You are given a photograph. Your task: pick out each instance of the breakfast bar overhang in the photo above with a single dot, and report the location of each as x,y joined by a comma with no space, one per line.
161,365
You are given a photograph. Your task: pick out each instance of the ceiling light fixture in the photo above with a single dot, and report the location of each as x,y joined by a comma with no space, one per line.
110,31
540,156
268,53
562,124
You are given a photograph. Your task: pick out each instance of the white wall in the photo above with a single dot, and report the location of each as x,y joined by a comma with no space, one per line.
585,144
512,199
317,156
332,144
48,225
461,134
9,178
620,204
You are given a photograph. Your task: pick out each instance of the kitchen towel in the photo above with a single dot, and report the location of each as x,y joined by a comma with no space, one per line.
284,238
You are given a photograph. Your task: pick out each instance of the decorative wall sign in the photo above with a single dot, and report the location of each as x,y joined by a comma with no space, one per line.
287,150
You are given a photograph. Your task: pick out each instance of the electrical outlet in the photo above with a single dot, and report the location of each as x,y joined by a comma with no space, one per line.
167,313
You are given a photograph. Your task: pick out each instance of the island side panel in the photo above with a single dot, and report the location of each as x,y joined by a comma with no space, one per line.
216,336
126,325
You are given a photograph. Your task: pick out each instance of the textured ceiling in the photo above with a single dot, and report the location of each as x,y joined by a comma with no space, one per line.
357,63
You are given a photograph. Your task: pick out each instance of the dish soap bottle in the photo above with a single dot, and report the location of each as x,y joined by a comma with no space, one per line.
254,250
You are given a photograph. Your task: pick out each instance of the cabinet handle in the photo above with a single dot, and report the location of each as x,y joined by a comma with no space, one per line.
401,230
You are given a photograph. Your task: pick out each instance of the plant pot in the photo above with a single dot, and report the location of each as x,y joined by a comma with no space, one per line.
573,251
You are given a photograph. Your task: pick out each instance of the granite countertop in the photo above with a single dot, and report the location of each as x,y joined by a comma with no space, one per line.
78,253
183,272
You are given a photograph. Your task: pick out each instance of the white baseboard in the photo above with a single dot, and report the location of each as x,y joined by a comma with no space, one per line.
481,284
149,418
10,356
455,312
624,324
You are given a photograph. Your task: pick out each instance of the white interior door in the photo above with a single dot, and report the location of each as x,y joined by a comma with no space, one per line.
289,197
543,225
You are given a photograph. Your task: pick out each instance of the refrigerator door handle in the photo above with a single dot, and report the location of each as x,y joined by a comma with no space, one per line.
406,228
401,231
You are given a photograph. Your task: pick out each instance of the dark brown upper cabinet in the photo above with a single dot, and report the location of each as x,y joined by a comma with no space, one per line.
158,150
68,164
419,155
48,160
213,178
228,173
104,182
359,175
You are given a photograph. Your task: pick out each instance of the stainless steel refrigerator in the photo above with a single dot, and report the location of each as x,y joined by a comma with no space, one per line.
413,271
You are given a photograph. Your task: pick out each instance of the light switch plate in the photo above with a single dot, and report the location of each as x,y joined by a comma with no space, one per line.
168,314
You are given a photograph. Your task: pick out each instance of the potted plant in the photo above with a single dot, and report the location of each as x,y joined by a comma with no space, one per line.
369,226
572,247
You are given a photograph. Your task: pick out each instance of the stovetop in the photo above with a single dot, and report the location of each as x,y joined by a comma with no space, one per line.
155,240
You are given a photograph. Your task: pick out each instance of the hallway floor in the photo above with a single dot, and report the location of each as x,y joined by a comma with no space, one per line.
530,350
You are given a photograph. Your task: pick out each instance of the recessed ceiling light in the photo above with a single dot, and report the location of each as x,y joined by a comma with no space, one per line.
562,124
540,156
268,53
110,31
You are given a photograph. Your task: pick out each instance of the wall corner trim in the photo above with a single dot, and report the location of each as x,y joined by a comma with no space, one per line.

[Exercise requirements]:
Copy out the entries from the line that contains "of the stovetop" through the final line of the entries, both included, keeping every character as it is.

[Final answer]:
You are given a photograph. Your task: pick out each instance of the stovetop in the photo above with a single dot, and report the location of each as x,y joined by a comma with no space, one per line.
155,240
You are given a photograph. Your task: pick out each instance of the hallway floor in the photo above with a single dot, and report the location of each as x,y joined by a comma with no space, one per line.
530,350
You are given a photograph. Your task: pick out each instance of the recessed ceiling light in the photo above with a single dot, and report the location of each as x,y joined by a comma with no space, one per line.
562,124
540,156
268,53
110,31
You are given a photograph. Your task: pick out each instance of the wall corner trim in the photo above with a single dot, and report the location of each as x,y joined by a comma with no space, one per line.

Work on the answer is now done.